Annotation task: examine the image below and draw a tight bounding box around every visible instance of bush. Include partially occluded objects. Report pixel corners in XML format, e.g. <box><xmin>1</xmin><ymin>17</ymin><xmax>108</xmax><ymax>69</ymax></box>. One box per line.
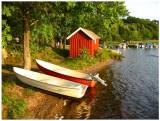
<box><xmin>2</xmin><ymin>95</ymin><xmax>27</xmax><ymax>119</ymax></box>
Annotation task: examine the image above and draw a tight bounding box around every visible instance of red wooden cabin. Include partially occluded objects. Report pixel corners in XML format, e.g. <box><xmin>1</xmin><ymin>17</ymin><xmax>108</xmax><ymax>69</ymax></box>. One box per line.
<box><xmin>67</xmin><ymin>27</ymin><xmax>99</xmax><ymax>57</ymax></box>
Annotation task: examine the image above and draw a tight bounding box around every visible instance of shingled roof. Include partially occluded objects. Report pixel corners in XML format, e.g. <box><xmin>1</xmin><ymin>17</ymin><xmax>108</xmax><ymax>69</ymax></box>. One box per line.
<box><xmin>67</xmin><ymin>27</ymin><xmax>100</xmax><ymax>40</ymax></box>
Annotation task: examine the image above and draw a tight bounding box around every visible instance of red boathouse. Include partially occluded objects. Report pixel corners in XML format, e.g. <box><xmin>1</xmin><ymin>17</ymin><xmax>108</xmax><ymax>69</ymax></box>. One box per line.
<box><xmin>67</xmin><ymin>27</ymin><xmax>99</xmax><ymax>57</ymax></box>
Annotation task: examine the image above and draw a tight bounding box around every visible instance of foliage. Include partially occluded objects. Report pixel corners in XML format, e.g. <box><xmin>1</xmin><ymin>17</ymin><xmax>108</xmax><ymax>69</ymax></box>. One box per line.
<box><xmin>2</xmin><ymin>95</ymin><xmax>27</xmax><ymax>119</ymax></box>
<box><xmin>2</xmin><ymin>5</ymin><xmax>14</xmax><ymax>48</ymax></box>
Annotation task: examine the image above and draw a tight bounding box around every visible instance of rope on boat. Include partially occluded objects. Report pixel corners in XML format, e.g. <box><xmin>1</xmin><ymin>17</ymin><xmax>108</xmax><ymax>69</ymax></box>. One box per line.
<box><xmin>89</xmin><ymin>74</ymin><xmax>107</xmax><ymax>86</ymax></box>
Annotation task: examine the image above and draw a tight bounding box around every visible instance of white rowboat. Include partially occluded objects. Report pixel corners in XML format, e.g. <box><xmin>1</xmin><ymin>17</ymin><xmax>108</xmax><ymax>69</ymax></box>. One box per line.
<box><xmin>13</xmin><ymin>67</ymin><xmax>88</xmax><ymax>98</ymax></box>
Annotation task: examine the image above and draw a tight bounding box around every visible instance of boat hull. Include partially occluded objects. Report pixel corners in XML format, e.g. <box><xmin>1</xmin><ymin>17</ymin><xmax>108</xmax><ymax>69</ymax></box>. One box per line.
<box><xmin>37</xmin><ymin>63</ymin><xmax>96</xmax><ymax>87</ymax></box>
<box><xmin>15</xmin><ymin>66</ymin><xmax>87</xmax><ymax>98</ymax></box>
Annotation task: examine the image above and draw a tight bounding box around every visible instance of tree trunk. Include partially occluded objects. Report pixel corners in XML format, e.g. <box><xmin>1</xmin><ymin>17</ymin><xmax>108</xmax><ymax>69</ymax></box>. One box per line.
<box><xmin>63</xmin><ymin>39</ymin><xmax>66</xmax><ymax>50</ymax></box>
<box><xmin>59</xmin><ymin>40</ymin><xmax>63</xmax><ymax>49</ymax></box>
<box><xmin>23</xmin><ymin>13</ymin><xmax>31</xmax><ymax>70</ymax></box>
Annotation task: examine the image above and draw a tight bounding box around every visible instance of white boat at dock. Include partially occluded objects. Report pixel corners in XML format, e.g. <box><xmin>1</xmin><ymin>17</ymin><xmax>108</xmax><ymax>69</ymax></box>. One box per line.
<box><xmin>13</xmin><ymin>67</ymin><xmax>88</xmax><ymax>98</ymax></box>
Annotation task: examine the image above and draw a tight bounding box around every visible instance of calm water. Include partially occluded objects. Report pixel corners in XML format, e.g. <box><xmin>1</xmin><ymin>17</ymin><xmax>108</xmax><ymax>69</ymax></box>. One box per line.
<box><xmin>63</xmin><ymin>49</ymin><xmax>159</xmax><ymax>119</ymax></box>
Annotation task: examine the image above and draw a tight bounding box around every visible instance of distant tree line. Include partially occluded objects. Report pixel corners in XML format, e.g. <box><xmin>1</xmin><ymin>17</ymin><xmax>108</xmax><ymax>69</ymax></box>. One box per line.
<box><xmin>2</xmin><ymin>1</ymin><xmax>159</xmax><ymax>69</ymax></box>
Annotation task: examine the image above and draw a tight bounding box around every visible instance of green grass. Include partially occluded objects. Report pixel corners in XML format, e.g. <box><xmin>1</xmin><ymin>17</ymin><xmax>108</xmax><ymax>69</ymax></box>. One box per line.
<box><xmin>24</xmin><ymin>86</ymin><xmax>37</xmax><ymax>96</ymax></box>
<box><xmin>2</xmin><ymin>94</ymin><xmax>27</xmax><ymax>119</ymax></box>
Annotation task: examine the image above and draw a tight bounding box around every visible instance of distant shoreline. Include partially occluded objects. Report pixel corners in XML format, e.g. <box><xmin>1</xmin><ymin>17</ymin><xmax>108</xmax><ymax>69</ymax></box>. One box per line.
<box><xmin>78</xmin><ymin>59</ymin><xmax>114</xmax><ymax>73</ymax></box>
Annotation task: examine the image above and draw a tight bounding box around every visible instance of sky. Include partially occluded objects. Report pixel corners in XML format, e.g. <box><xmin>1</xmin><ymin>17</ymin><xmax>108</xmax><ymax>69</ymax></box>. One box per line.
<box><xmin>125</xmin><ymin>0</ymin><xmax>160</xmax><ymax>20</ymax></box>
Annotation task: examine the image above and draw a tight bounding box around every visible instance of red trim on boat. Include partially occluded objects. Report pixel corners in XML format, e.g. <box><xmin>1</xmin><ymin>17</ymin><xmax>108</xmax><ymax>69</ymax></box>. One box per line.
<box><xmin>37</xmin><ymin>63</ymin><xmax>96</xmax><ymax>87</ymax></box>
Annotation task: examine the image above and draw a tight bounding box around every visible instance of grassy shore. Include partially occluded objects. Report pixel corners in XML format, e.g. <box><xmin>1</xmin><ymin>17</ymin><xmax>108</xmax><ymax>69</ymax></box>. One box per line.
<box><xmin>2</xmin><ymin>48</ymin><xmax>122</xmax><ymax>119</ymax></box>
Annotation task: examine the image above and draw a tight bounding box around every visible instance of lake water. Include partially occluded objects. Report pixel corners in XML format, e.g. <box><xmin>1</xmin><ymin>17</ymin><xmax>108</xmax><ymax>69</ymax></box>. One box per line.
<box><xmin>64</xmin><ymin>49</ymin><xmax>159</xmax><ymax>119</ymax></box>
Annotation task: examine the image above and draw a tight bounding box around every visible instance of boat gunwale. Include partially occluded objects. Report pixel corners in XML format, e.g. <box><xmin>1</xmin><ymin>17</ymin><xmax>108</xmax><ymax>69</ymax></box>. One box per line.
<box><xmin>36</xmin><ymin>59</ymin><xmax>93</xmax><ymax>82</ymax></box>
<box><xmin>13</xmin><ymin>67</ymin><xmax>88</xmax><ymax>90</ymax></box>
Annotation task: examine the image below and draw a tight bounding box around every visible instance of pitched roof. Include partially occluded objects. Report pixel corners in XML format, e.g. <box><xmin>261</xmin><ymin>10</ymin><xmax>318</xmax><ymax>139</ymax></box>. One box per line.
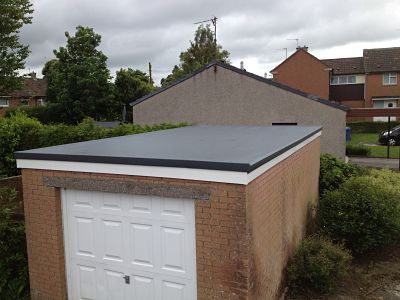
<box><xmin>10</xmin><ymin>78</ymin><xmax>47</xmax><ymax>97</ymax></box>
<box><xmin>363</xmin><ymin>47</ymin><xmax>400</xmax><ymax>73</ymax></box>
<box><xmin>321</xmin><ymin>57</ymin><xmax>365</xmax><ymax>75</ymax></box>
<box><xmin>270</xmin><ymin>48</ymin><xmax>325</xmax><ymax>73</ymax></box>
<box><xmin>130</xmin><ymin>61</ymin><xmax>349</xmax><ymax>111</ymax></box>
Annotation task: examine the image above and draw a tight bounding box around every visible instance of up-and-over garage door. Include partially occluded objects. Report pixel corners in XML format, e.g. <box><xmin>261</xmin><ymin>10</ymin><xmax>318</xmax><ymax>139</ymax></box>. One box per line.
<box><xmin>62</xmin><ymin>190</ymin><xmax>196</xmax><ymax>300</ymax></box>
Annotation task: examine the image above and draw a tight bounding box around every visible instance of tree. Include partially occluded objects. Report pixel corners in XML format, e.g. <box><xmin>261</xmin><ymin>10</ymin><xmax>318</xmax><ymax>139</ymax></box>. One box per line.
<box><xmin>42</xmin><ymin>26</ymin><xmax>122</xmax><ymax>123</ymax></box>
<box><xmin>0</xmin><ymin>0</ymin><xmax>33</xmax><ymax>95</ymax></box>
<box><xmin>114</xmin><ymin>68</ymin><xmax>155</xmax><ymax>120</ymax></box>
<box><xmin>161</xmin><ymin>25</ymin><xmax>229</xmax><ymax>86</ymax></box>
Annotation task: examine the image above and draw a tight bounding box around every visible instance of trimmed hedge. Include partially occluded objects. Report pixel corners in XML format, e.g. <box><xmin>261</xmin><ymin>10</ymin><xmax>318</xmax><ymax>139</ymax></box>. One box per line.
<box><xmin>317</xmin><ymin>170</ymin><xmax>400</xmax><ymax>255</ymax></box>
<box><xmin>347</xmin><ymin>121</ymin><xmax>400</xmax><ymax>133</ymax></box>
<box><xmin>287</xmin><ymin>236</ymin><xmax>352</xmax><ymax>295</ymax></box>
<box><xmin>0</xmin><ymin>189</ymin><xmax>29</xmax><ymax>300</ymax></box>
<box><xmin>319</xmin><ymin>154</ymin><xmax>366</xmax><ymax>195</ymax></box>
<box><xmin>0</xmin><ymin>112</ymin><xmax>187</xmax><ymax>177</ymax></box>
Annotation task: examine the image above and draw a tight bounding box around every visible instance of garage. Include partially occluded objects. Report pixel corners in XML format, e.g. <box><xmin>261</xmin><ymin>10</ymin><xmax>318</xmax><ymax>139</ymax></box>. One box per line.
<box><xmin>16</xmin><ymin>125</ymin><xmax>321</xmax><ymax>300</ymax></box>
<box><xmin>61</xmin><ymin>189</ymin><xmax>196</xmax><ymax>300</ymax></box>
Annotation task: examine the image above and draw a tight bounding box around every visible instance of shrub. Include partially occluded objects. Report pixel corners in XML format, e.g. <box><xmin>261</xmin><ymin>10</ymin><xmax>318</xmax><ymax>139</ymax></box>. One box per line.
<box><xmin>346</xmin><ymin>145</ymin><xmax>371</xmax><ymax>156</ymax></box>
<box><xmin>287</xmin><ymin>236</ymin><xmax>352</xmax><ymax>295</ymax></box>
<box><xmin>319</xmin><ymin>154</ymin><xmax>366</xmax><ymax>195</ymax></box>
<box><xmin>317</xmin><ymin>171</ymin><xmax>400</xmax><ymax>255</ymax></box>
<box><xmin>347</xmin><ymin>121</ymin><xmax>400</xmax><ymax>133</ymax></box>
<box><xmin>0</xmin><ymin>190</ymin><xmax>29</xmax><ymax>299</ymax></box>
<box><xmin>0</xmin><ymin>111</ymin><xmax>187</xmax><ymax>177</ymax></box>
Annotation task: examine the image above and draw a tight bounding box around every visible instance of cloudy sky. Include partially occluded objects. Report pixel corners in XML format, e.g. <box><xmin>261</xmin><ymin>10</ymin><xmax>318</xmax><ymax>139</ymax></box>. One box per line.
<box><xmin>21</xmin><ymin>0</ymin><xmax>400</xmax><ymax>83</ymax></box>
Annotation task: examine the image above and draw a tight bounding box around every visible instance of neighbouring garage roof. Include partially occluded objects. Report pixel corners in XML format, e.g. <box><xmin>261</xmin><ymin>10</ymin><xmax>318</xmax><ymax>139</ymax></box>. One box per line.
<box><xmin>130</xmin><ymin>61</ymin><xmax>349</xmax><ymax>111</ymax></box>
<box><xmin>15</xmin><ymin>125</ymin><xmax>321</xmax><ymax>173</ymax></box>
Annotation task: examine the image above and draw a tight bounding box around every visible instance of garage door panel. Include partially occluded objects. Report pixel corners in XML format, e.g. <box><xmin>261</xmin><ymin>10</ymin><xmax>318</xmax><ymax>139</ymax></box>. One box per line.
<box><xmin>62</xmin><ymin>190</ymin><xmax>196</xmax><ymax>300</ymax></box>
<box><xmin>104</xmin><ymin>269</ymin><xmax>128</xmax><ymax>300</ymax></box>
<box><xmin>74</xmin><ymin>265</ymin><xmax>97</xmax><ymax>300</ymax></box>
<box><xmin>98</xmin><ymin>218</ymin><xmax>124</xmax><ymax>262</ymax></box>
<box><xmin>129</xmin><ymin>196</ymin><xmax>155</xmax><ymax>218</ymax></box>
<box><xmin>132</xmin><ymin>275</ymin><xmax>156</xmax><ymax>300</ymax></box>
<box><xmin>129</xmin><ymin>223</ymin><xmax>155</xmax><ymax>270</ymax></box>
<box><xmin>160</xmin><ymin>226</ymin><xmax>186</xmax><ymax>274</ymax></box>
<box><xmin>161</xmin><ymin>281</ymin><xmax>188</xmax><ymax>300</ymax></box>
<box><xmin>71</xmin><ymin>216</ymin><xmax>96</xmax><ymax>258</ymax></box>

What you need to do:
Pull out each line of the records above that contains the string "dock". Matching is case-sensitive.

Exercise output:
Annotation task: examine the image above and draw a tight bounding box around every visible instance of white boat at dock. Include partially occluded objects. Report pixel corners in XML format, e.g. <box><xmin>1</xmin><ymin>17</ymin><xmax>108</xmax><ymax>69</ymax></box>. One box per line.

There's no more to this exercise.